**Tarefas a cumprir:**
1. Liste todas as cidades onde, segundo o texto sobre Márcio Quirino, ele morou nas ruas.
2. De acordo com o texto sobre Márcio Quirino, há quantos anos ele se livrou do alcoolismo?

**Texto extraído:**
##########

Quirino tem curso técnico em hotelaria, trabalhou em restaurantes e foi casado antes de morar nas ruas de São Paulo, Belo Horizonte e Sorocaba; hoje ele vive uma situação financeira estável em Torre de Pedra. Foto: Paulo Andrade
Márcio Quirino tem 64 anos de idade, morou 14 anos nas ruas (divididos entre Sorocaba, São Paulo e Belo Horizonte), livrou-se do alcoolismo há 29 anos. Quando jovem, formou-se técnico em hotelaria e prestou diversos serviços nessa área. Após penar por anos debaixo de marquises, apegou-se a pastorais de moradores de rua. Em seguida, juntou-se ao Movimento dos Sem Terra (MST). Hoje é catador de recicláveis e tem casa própria. “Se alguém der uma chance, alguém muda. Mas o primeiro alguém tem que ter vontade política verdadeira”, afirma.
Atualmente, além de recolher e vender recicláveis “de forma independente”, Quirino profere palestras sobre direitos dos moradores de rua. Para ele, a prática de faxina ou higienização social não pode ser chamada de “humanização”, como faz a Prefeitura de Sorocaba.

##########

**Conteúdo do material:**
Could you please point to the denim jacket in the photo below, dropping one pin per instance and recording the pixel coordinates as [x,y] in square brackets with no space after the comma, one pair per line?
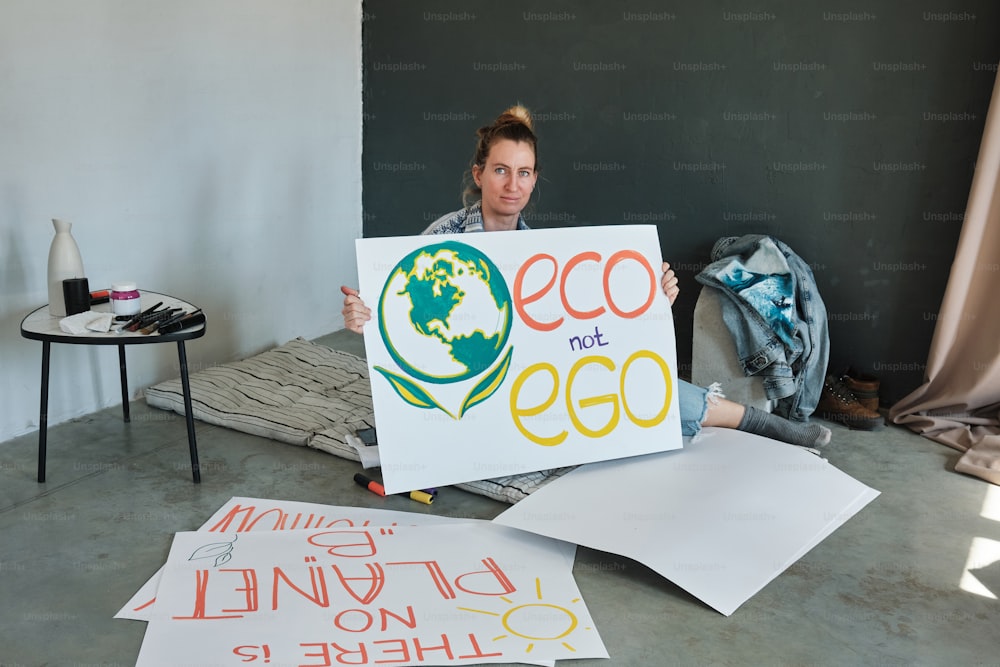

##########

**Conjunto de respostas:**
1. Sorocaba, São Paulo e Belo Horizonte.

2. Ele se livrou do alcoolismo há 29 anos.